- **JOB**
Convert everything below, from the line containing "# test: locate the feathery" down through the end of the records, into a JSON list of strings with one string per line, omitting any blank lines.

(Records pointing to named objects)

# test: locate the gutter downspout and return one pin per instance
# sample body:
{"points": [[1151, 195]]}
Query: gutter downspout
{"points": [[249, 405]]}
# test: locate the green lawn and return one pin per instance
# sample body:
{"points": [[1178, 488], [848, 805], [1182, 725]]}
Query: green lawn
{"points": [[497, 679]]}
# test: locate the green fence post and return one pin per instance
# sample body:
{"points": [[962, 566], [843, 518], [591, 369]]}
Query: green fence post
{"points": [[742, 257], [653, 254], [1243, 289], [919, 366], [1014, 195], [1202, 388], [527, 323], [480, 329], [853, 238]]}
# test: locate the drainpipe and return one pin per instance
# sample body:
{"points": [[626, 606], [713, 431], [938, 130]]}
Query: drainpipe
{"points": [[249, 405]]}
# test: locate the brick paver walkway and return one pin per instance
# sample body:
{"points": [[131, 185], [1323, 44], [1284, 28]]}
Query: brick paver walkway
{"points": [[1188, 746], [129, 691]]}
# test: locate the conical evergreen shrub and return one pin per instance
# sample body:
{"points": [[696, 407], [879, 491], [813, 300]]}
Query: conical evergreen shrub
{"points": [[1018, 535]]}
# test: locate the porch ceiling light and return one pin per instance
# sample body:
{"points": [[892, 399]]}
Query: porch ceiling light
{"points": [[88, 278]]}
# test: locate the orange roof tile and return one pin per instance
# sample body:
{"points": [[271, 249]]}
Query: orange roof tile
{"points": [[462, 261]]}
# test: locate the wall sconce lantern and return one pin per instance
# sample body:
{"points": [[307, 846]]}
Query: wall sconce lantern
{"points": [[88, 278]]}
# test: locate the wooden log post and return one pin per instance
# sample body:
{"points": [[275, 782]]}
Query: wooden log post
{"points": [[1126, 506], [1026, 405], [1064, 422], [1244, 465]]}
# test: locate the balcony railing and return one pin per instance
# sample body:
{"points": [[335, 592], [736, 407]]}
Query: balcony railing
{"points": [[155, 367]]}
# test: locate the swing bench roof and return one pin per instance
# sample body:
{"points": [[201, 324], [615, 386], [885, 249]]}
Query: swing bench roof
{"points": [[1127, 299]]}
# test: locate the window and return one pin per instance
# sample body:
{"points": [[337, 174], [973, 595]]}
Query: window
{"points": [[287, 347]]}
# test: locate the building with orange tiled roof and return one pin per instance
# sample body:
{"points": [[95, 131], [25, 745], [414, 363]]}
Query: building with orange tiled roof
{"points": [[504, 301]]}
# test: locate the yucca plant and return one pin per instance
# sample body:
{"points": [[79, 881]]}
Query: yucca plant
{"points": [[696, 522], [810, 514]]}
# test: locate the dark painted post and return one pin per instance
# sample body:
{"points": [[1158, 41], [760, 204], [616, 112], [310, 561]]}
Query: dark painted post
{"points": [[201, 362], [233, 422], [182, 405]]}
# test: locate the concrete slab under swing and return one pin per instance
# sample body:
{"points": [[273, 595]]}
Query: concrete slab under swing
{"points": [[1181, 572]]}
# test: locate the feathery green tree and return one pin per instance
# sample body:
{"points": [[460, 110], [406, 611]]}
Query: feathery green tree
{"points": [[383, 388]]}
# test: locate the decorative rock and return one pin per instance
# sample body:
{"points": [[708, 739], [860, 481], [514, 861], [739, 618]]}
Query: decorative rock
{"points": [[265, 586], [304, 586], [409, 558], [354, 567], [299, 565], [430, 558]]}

- **SOLUTION TO THE PROBLEM**
[
  "# test: locate the feathery green tree and return one pin per instance",
  "# sample body:",
  "{\"points\": [[460, 110], [406, 611]]}",
  "Query: feathery green tree",
  "{\"points\": [[383, 388]]}",
  "# test: locate the decorative rock and return one pin per instance",
  "# sample body:",
  "{\"points\": [[708, 739], [860, 481], [514, 861], [739, 618]]}",
  "Query: decorative rock",
  "{\"points\": [[265, 586], [304, 586], [409, 558], [354, 567], [299, 565], [430, 558]]}"
]